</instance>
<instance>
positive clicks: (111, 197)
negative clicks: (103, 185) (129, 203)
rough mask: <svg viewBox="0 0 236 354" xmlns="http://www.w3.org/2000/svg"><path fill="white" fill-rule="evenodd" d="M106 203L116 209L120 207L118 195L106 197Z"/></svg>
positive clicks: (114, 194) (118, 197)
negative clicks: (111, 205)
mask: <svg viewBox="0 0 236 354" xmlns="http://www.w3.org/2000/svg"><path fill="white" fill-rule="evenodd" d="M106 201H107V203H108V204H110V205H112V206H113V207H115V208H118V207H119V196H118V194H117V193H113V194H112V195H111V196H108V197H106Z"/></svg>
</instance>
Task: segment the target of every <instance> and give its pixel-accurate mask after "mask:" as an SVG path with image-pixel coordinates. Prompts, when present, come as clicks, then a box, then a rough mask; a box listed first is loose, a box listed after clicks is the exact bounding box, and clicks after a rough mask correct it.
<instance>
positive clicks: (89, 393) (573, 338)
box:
● ● ● ●
(AIM OF THE EXERCISE)
Express the listing above as a Markdown table with the columns Row and Line. Give each nonblank line in order with its number, and leave out blank lines.

(SOLUTION TO THIS TASK)
| Row | Line |
|---|---|
| 1 | </instance> |
| 2 | <instance> |
| 3 | positive clicks: (111, 197) |
| 4 | negative clicks: (103, 185) (129, 203) |
| 5 | rough mask: <svg viewBox="0 0 236 354" xmlns="http://www.w3.org/2000/svg"><path fill="white" fill-rule="evenodd" d="M106 203L116 209L120 207L118 195L106 197Z"/></svg> |
| 6 | positive clicks: (114, 194) (118, 197) |
| 7 | negative clicks: (111, 205) |
| 8 | mask: <svg viewBox="0 0 236 354" xmlns="http://www.w3.org/2000/svg"><path fill="white" fill-rule="evenodd" d="M106 201H107V203H108V204H110V205H112V206H113V207H115V208H118V207H119V196H118V194H117V193H113V194H112V195H111V196H108V197H106Z"/></svg> |
| 9 | </instance> |
| 10 | Task: segment the target of every <instance> and give its pixel-accurate mask after "mask:" as an SVG path with image-pixel coordinates. Prompts, when present, come as clicks, then a box, then a rough mask; a box listed first is loose, a box listed after clicks is the exact bounding box, and clicks after a rough mask correct it. |
| 11 | <instance> |
| 12 | positive clicks: (89, 393) (573, 338) |
| 13 | box: |